##### Reading passage #####
RE: What's the application scenario of Apache TEZ

2016-01-20 Thread Bikas Saha
Tez is designed as a set of libraries and APIs that will make it easier to 
write data processing applications on YARN. It provides no logical 
functionality by itself. Instead it provides infrastructure pieces that take 
care of YARN scheduling, YARN container allocation, YARN container launch and 
setup and other aspects YARN reporting like ATS integration and security. Think 
of Tez as providing the infrastructure to coordinate and orchestrate the 
application on YARN.

MR was both a logic application that provided Map-Reduce functional style 
semantics with a Key-Value data model. Hive and Pig were record oriented 
engines that provide higher level logical functionality but where built on MR 
and had to translate their complex logical plans into MR. By switching to Tez, 
these applications get necessary cluster coordination libraries from Tez - so 
its easier for them to natively integrate with YARN instead of translating to 
MR semantics.

The DAG based model in Tez comes from the DAG API that Tez exposes to define 
the structure of the application that will execute on YARN. This only defines 
the physical layout of parts of the program that will get launched on YARN.
##### Dataset extract #####
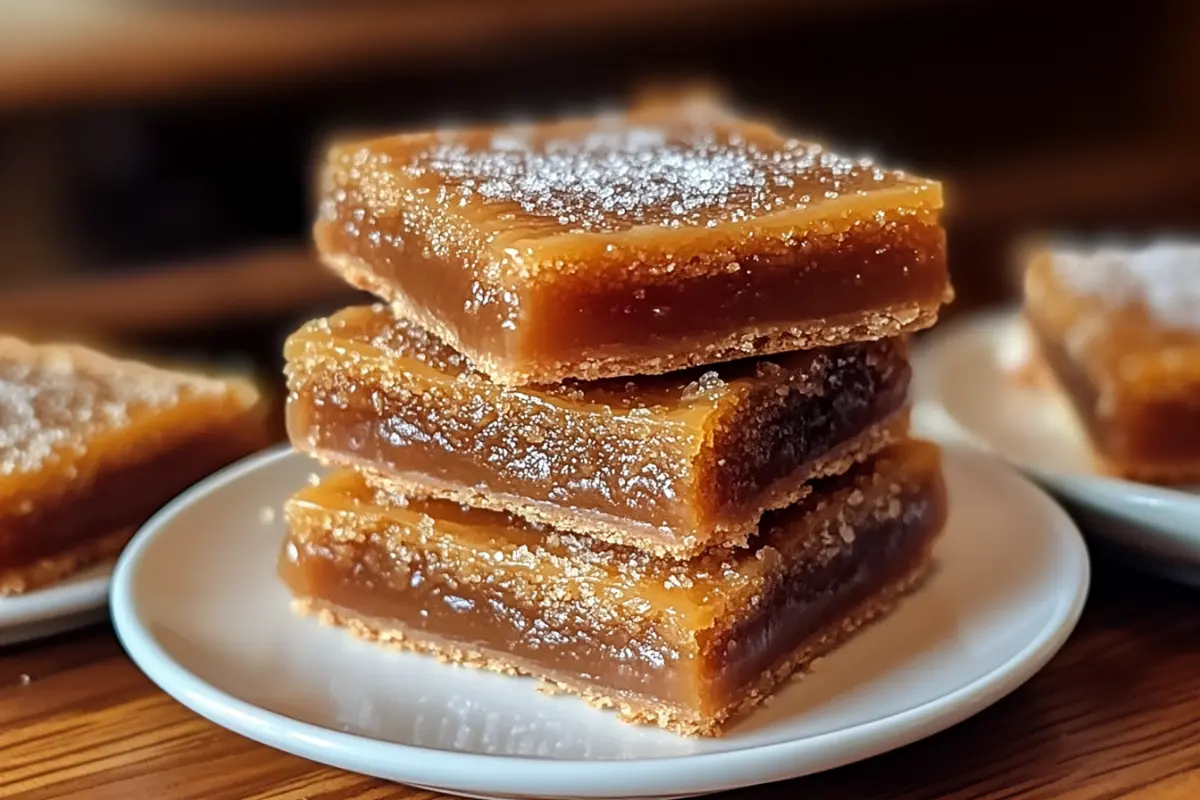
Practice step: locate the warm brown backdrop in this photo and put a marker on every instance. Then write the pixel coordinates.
#####
Task requirements:
• a. Decide whether each statement agrees with the forum reply on Apache Tez, giving yes or no and quoting the deciding words: (i) Tez supplies logical functionality on its own. (ii) Hive and Pig had to convert their complex logical plans into MR. (iii) The DAG API defines the physical layout of parts of the program launched on YARN.
• b. According to the forum reply on Apache Tez, what data model did MR use?

Results by task:
• a.
(i) No: "It provides no logical functionality by itself."
(ii) Yes: "had to translate their complex logical plans into MR"
(iii) Yes: "This only defines the physical layout of parts of the program that will get launched on YARN."

• b. A Key-Value data model.